Exercise
For this exercise, copy exactly every line from the one holding "# point at: dry" through the end of the data, both included. Omit pictures.

Supplied records

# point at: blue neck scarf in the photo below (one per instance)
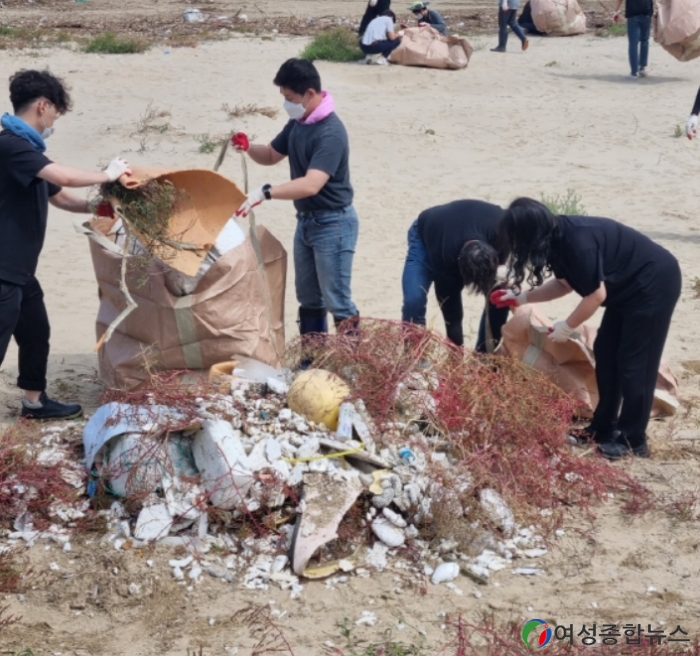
(22, 129)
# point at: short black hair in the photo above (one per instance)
(28, 86)
(299, 75)
(478, 264)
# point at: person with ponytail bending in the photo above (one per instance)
(611, 265)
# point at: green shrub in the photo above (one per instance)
(339, 44)
(111, 44)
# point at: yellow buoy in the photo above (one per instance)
(317, 394)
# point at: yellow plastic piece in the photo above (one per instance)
(317, 394)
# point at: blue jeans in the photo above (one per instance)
(638, 28)
(324, 246)
(506, 19)
(416, 281)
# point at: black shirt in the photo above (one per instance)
(696, 106)
(323, 146)
(371, 13)
(444, 230)
(24, 207)
(639, 8)
(590, 250)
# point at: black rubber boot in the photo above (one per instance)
(311, 322)
(622, 447)
(50, 409)
(588, 435)
(349, 326)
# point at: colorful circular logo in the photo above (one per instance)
(537, 625)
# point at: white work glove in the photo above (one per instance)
(254, 199)
(116, 169)
(560, 332)
(507, 298)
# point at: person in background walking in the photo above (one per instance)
(526, 22)
(374, 8)
(691, 127)
(380, 38)
(506, 19)
(426, 16)
(638, 14)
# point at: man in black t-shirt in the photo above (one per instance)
(29, 181)
(638, 14)
(316, 143)
(453, 246)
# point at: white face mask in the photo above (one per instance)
(295, 110)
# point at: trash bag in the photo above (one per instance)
(225, 316)
(677, 28)
(425, 46)
(571, 365)
(558, 17)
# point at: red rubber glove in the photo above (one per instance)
(105, 209)
(502, 298)
(240, 142)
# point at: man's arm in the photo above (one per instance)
(264, 155)
(65, 200)
(309, 185)
(64, 176)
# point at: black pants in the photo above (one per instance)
(23, 316)
(384, 48)
(497, 319)
(628, 352)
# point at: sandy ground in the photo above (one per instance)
(561, 116)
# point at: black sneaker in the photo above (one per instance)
(51, 409)
(620, 449)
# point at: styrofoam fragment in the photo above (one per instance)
(221, 459)
(153, 523)
(445, 572)
(498, 511)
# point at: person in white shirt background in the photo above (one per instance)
(380, 38)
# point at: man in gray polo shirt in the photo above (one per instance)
(316, 143)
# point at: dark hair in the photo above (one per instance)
(299, 75)
(478, 262)
(526, 234)
(28, 86)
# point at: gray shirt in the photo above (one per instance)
(322, 146)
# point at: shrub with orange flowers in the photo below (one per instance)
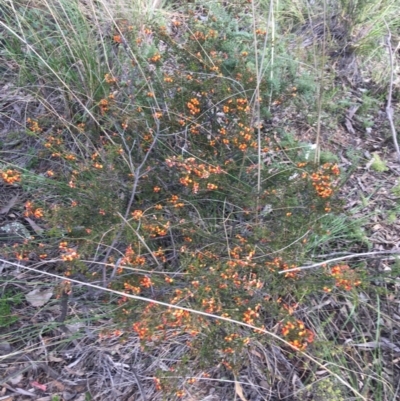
(170, 188)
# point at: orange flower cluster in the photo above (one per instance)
(193, 106)
(30, 210)
(130, 258)
(155, 58)
(297, 335)
(10, 176)
(110, 79)
(323, 179)
(191, 171)
(53, 141)
(67, 254)
(345, 278)
(131, 288)
(250, 314)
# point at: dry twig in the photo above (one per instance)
(389, 108)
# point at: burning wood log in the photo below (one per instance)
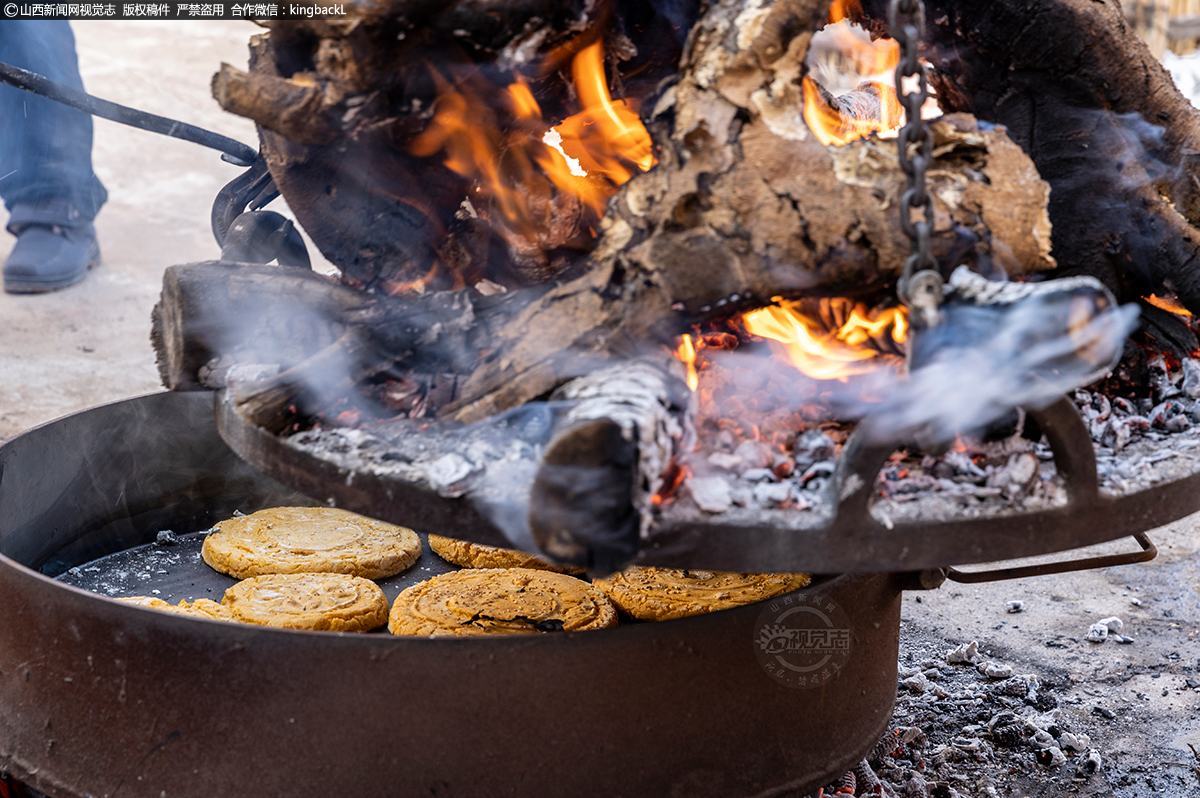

Result for this task
# point at: dry twig in the photo above (one per instance)
(389, 108)
# point at: burning wood log in the photo below (one per instance)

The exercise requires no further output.